---- Estratto della pagina
I versamenti in conto futuro aumento di capitale non sono assoggettabili alla disciplina sulla postergazione
12 Febbraio 2019
Massima
I versamenti dei soci in conto futuro aumento di capitale hanno quale effetto diretto quello di tradursi in concreto sostegno finanziario alla società, senza però rappresentare un definitivo incremento del patrimonio netto della stessa, come invece avviene per il caso dei versamenti a fondo perduto o in conto capitale. I soci, infatti, hanno un diritto di restituzione - secondo un vero e proprio meccanismo risolutivo - rispetto ai versamenti effettuati a titolo di futuro aumento di capitale, laddove non si perfezioni la fattispecie (i.e. il prospettato aumento del capitale) in ragione della quale sono stati effettuati.
--------
---- Voci estratte
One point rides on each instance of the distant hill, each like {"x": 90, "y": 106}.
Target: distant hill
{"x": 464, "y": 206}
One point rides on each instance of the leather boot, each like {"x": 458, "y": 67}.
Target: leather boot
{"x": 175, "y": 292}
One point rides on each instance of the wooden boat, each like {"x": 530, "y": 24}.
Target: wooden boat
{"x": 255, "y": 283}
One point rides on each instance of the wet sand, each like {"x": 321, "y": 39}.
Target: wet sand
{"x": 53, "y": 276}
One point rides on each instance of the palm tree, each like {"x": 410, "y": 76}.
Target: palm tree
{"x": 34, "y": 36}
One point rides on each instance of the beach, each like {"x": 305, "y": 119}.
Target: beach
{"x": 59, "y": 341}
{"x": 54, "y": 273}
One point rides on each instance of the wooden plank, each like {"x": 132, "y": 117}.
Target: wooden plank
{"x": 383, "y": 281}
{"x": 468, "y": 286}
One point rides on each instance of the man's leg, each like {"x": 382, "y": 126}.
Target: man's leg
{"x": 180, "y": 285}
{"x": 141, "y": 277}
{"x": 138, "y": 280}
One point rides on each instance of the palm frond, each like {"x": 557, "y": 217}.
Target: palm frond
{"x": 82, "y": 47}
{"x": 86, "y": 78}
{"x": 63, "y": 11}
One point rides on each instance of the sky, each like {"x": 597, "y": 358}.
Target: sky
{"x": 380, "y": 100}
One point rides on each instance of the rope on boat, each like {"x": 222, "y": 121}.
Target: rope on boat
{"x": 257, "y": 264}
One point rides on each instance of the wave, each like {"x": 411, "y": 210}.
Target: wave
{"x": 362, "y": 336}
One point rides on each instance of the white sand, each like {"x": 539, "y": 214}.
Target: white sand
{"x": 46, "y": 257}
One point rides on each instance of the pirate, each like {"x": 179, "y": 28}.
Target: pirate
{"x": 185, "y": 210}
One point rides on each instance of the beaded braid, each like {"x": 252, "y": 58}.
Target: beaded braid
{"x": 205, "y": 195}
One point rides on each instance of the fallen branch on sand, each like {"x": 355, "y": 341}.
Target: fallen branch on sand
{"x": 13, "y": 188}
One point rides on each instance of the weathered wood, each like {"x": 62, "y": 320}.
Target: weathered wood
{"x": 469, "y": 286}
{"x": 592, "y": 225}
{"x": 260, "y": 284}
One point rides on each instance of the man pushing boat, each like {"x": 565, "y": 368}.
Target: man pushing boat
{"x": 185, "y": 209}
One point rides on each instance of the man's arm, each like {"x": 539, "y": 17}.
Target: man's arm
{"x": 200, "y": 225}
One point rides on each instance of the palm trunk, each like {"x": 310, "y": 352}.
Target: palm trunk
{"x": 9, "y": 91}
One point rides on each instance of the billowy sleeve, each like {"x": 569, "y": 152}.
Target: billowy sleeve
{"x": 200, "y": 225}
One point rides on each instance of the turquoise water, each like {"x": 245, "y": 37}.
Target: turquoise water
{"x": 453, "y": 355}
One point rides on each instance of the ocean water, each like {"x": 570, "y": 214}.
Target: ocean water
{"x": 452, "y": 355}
--------
> [Compiti scritti]:
(a) Rispondi a queste domande sulla massima relativa ai versamenti in conto futuro aumento di capitale:
(i) A quale disciplina, secondo il titolo, questi versamenti non sono assoggettabili?
(ii) Per quali versamenti si ha invece un definitivo incremento del patrimonio netto?
(iii) Quando sorge per i soci il diritto di restituzione?
(b) Estrai dai record, senza alcuna modifica, le righe che vanno da quella contenente "One point rides on each instance of the pirate, each" fino alla fine dei record, estremi inclusi.

> [Le risposte]:
(a)
(i) Alla disciplina sulla postergazione.
(ii) Per i versamenti a fondo perduto o in conto capitale.
(iii) Quando non si perfeziona il prospettato aumento del capitale in ragione del quale i versamenti sono stati effettuati.

(b)
One point rides on each instance of the pirate, each like {"x": 179, "y": 28}.
Target: pirate
{"x": 185, "y": 210}
One point rides on each instance of the beaded braid, each like {"x": 252, "y": 58}.
Target: beaded braid
{"x": 205, "y": 195}
One point rides on each instance of the fallen branch on sand, each like {"x": 355, "y": 341}.
Target: fallen branch on sand
{"x": 13, "y": 188}
One point rides on each instance of the weathered wood, each like {"x": 62, "y": 320}.
Target: weathered wood
{"x": 469, "y": 286}
{"x": 592, "y": 225}
{"x": 260, "y": 284}
One point rides on each instance of the man pushing boat, each like {"x": 565, "y": 368}.
Target: man pushing boat
{"x": 185, "y": 209}
One point rides on each instance of the man's arm, each like {"x": 539, "y": 17}.
Target: man's arm
{"x": 200, "y": 225}
One point rides on each instance of the palm trunk, each like {"x": 310, "y": 352}.
Target: palm trunk
{"x": 9, "y": 91}
One point rides on each instance of the billowy sleeve, each like {"x": 569, "y": 152}.
Target: billowy sleeve
{"x": 200, "y": 225}
One point rides on each instance of the turquoise water, each like {"x": 245, "y": 37}.
Target: turquoise water
{"x": 453, "y": 355}
One point rides on each instance of the ocean water, each like {"x": 570, "y": 214}.
Target: ocean water
{"x": 452, "y": 355}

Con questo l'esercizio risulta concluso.